#### Document passage ####

Next, we used edgeR [53] to filter transcripts by abundance and perform normalization. Normalized counts were used to perform hierarchical clustering analysis using the R package hclust under default parameters. We then performed differential expression (DE) analysis in edgeR between high and low caring parents. We analyzed each species and sex separately, thus creating four separate DE analyses, assessing significance after multiple testing using FDR [54].
Gene set enrichment analysis
We used Gene Set Enrichment Analysis (GSEA) to examine similarity between our four independent datasets. Following Subramanian et al. [33], we selected the top 100 differentially expressed genes from one dataset (N. vespilloides females) to serve as a predictive set of genes. To examine this set of genes in another dataset, we calculated a running-sum statistic going down the entire list of genes (ordered from most DE to least DE). This statistic increases each time a gene in the set is encountered (weighted by the amount of DE) and decreases by a constant amount each time a gene outside of the set is encountered. The test statistic, or E-score, is the global maximum of this running sum statistic. The significance of the E-score was calculated by comparing it against 10,000 E-scores generated from gene lists with randomized phenotypic permutations. Therefore, this analysis asks whether the predictive gene set displays more DE using the real phenotypic information than random phenotypic information, a conservative GSEA methodology [33,55]. For the set of 100 genes taken from N. vespilloides females, we performed this analysis in N. vespilloides males, N. orbicollis females, and N. orbicollis males. We also repeated the same analysis using the top 100 differentially expressed genes from N. orbicollis females. This predictive gene set was analyzed in N. orbicollis males, N. vespilloides females, and N. vespilloides males. We performed all GSEA analysis in R using homemade scripts.
Mapping and differential expression analysis using previously published transcriptome
In order to compare our results directly to those of Parker et al. [27] we mapped our N. vespilloides RNA-seq reads directly to their published transcriptome using Tophat2 [50] and generated read counts using RSEM [52]. Gene level counts were then filtered and normalized in edgeR as above. We then specifically examined the 867 (752 after abundance filtering) genes differentially expressed during parenting in N. vespilloides [27]. First, we examined whether these genes displayed greater variability during parenting than non-caring genes by comparing the average squared coefficient of variance (CV2) to that of two random gene sets of equal size and average abundance using analysis of variance. We then performed GSEA using the same methodology as above to examine whether these genes displayed unusual patterns of differential expression between parents with high versus low provisioning phenotypes.
Acknowledgments
B. Hsu and V. Anderson assisted with Nicrophorus colony maintenance. B. Schmitz, D. Neumann, N. Rohr, K. Sandlin, J. Wagner, and M. Alabady assisted with library preparation and Illumina sequencing. D. Hall, K. Ross, T. Linksvayer, A. Wiberg, D. Parker, and M. Ritchie provided helpful discussions and suggestions for statistical analysis. T. Moore provided valuable comments on the manuscript. Sequence data associated with this project is available through NCBI (Bioproject # PRJNA371654). Behavioral data is available through Dryad (doi:10.5061/dryad.25rm2).

#### Extracted records ####

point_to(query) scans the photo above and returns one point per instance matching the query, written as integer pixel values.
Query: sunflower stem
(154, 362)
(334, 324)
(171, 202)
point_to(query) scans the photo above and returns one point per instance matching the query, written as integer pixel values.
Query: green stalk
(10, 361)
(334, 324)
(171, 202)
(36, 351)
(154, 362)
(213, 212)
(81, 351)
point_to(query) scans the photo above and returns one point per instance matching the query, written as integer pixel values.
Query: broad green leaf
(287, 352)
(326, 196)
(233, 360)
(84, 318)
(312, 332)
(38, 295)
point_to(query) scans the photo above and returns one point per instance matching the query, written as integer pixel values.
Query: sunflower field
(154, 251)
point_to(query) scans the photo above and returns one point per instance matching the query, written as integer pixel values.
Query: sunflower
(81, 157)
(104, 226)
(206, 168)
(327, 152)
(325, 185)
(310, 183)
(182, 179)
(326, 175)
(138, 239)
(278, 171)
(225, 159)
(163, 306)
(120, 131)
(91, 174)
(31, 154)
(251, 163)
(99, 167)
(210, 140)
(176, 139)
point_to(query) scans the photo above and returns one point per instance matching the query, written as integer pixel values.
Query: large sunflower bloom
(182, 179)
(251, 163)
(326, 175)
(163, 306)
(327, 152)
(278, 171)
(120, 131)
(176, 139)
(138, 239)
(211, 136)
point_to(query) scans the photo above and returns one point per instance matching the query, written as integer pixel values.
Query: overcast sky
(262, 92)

####

Questions >>
a - Answer these questions about the methods passage above, one line each, marking the answers (i), (ii), (iii).
(i) How many of the most differentially expressed genes were taken to form a predictive set?
(ii) Against how many randomized E-scores was the significance of the E-score compared?
(iii) Which two tools were used to map the N. vespilloides reads to the Parker et al. transcriptome and to generate read counts?
b - Decide whether each statement agrees with the methods passage. Answer yes or no, and quote the words that decide it.
(i) Each species and sex was analyzed separately, which produced four differential expression analyses.
(ii) The GSEA analysis was carried out with a commercial software package.
(iii) The running-sum statistic decreases by an amount weighted by differential expression whenever a gene outside the set is encountered.
c - Rewrite the methods passage paragraph that begins "In order to compare our results directly" as a short list, keeping its main facts.

Task-by-task results >>
a -
(i) 100 genes.
(ii) 10,000 E-scores.
(iii) Tophat2 for mapping and RSEM for read counts.

b -
(i) Yes: "We analyzed each species and sex separately, thus creating four separate DE analyses"
(ii) No: "We performed all GSEA analysis in R using homemade scripts."
(iii) No: "decreases by a constant amount each time a gene outside of the set is encountered"

c -
- Goal: compare results directly to those of Parker et al.
- N. vespilloides RNA-seq reads were mapped to their published transcriptome with Tophat2, and read counts were generated with RSEM.
- Gene-level counts were filtered and normalized in edgeR.
- The analysis focused on 867 genes (752 after abundance filtering) differentially expressed during parenting in N. vespilloides.
- Variability test: the average squared coefficient of variance (CV2) of these genes was compared with that of two random gene sets of equal size and average abundance, using analysis of variance.
- GSEA, with the same method as before, tested whether these genes showed unusual differential expression between parents with high and low provisioning phenotypes.